# Given text
-- start --

Let $X_n, n \geq 1$ be a sequence of random variables that converges to zero in probability, that is, $\forall \varepsilon >0$,
$$\lim_{n \to \infty} P(|X_n| < \varepsilon) = 1$$
Moreover, let $X_n=o_p(n^{-1})$, that is, $\forall \varepsilon >0$,
$$\lim_{n \to \infty} P\left(\left|\frac{X_n}{n^{-1}}\right| < \varepsilon\right) = 1,$$
or equivalently,
$\forall \varepsilon, \eta >0$, there exists $n_0$ such that for $n\geq n_0$,
$$P\left(\left|\frac{X_n}{n^{-1}}\right| < \varepsilon\right) \geq 1-\eta,$$
My question is, what can we say about $E(X_n)$ when $n \to \infty$? For instance, is it true that $E(X_n)=o(n^{-1})$? Or more generally, is it true that $E(o_p(n^{-1}))=o(n^{-1})$? How can I prove so?
Best Answer
No, you cannot say anything like that. Consider $(X_n)_n$ defined as $$X_n=\begin{cases}0 &\text{ w.p. } 1- \frac{1}{n}\\ n^2 &\text{ w.p. }\frac{1}{n}\end{cases}$$
Then $\mathbb{E}[X_n] = n\xrightarrow[n\to\infty]{} \infty$ (and tweaking the example above, you can replace the growth rate $n$ by anything you'd like), but, for any $\varepsilon > 0$, $$ \mathbb{P}\{ n\lvert X_n\rvert < \varepsilon \} \geq 1-\frac{1}{n} \xrightarrow[n\to\infty]{} 1. $$

-- end --

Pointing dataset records
-- start --

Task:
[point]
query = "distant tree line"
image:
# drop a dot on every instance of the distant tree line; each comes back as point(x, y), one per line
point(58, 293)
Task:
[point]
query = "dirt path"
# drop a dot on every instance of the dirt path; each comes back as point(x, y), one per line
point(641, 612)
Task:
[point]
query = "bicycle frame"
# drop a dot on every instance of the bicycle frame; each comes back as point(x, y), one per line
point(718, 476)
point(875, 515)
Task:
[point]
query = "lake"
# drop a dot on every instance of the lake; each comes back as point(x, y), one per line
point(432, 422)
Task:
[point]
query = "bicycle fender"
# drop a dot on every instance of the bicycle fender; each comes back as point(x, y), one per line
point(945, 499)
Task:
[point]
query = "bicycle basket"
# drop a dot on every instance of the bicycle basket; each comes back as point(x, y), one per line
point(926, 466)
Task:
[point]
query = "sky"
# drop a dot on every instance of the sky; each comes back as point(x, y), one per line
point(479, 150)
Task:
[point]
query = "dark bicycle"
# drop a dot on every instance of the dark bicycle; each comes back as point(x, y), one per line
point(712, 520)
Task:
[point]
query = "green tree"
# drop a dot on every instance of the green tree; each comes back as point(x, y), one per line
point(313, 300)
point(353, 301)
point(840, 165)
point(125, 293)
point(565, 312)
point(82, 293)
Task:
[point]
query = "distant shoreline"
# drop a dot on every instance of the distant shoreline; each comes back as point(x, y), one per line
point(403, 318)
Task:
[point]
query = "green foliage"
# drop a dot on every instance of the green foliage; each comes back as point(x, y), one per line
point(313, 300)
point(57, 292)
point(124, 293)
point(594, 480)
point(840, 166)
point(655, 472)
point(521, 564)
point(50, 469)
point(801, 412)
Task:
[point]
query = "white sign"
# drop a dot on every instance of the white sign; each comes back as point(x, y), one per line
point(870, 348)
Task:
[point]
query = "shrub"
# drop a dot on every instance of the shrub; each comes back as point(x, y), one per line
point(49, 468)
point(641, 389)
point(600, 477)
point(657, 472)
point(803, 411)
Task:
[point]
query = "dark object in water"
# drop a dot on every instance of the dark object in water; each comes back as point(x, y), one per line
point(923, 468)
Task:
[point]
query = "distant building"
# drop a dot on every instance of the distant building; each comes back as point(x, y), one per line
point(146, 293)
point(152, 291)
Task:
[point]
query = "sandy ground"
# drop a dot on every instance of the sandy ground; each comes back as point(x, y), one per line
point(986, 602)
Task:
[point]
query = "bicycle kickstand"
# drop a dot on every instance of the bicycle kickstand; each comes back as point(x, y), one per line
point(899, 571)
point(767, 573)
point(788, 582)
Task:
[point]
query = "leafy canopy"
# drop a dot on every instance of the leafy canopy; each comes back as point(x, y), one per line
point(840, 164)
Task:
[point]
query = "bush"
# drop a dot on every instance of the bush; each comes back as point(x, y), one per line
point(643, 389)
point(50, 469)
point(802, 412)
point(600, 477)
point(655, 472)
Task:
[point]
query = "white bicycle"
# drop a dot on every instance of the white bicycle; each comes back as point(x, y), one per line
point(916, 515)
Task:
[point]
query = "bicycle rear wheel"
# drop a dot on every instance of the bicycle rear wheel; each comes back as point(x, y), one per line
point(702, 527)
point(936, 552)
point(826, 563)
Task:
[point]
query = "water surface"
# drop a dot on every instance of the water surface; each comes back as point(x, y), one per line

-- end --

# Direction 1
In the thread on convergence in probability, with what probability does the counterexample's $X_n$ equal $n^2$?
# Direction 2
Output everything from "Let $X_n, n" down to "I prove so?" in the thread on convergence in probability, copied without any changes.
The items play no part in what you are asked to do.

# Response 1
With probability $\frac{1}{n}$.

# Response 2
Let $X_n, n \geq 1$ be a sequence of random variables that converges to zero in probability, that is, $\forall \varepsilon >0$,
$$\lim_{n \to \infty} P(|X_n| < \varepsilon) = 1$$
Moreover, let $X_n=o_p(n^{-1})$, that is, $\forall \varepsilon >0$,
$$\lim_{n \to \infty} P\left(\left|\frac{X_n}{n^{-1}}\right| < \varepsilon\right) = 1,$$
or equivalently,
$\forall \varepsilon, \eta >0$, there exists $n_0$ such that for $n\geq n_0$,
$$P\left(\left|\frac{X_n}{n^{-1}}\right| < \varepsilon\right) \geq 1-\eta,$$
My question is, what can we say about $E(X_n)$ when $n \to \infty$? For instance, is it true that $E(X_n)=o(n^{-1})$? Or more generally, is it true that $E(o_p(n^{-1}))=o(n^{-1})$? How can I prove so?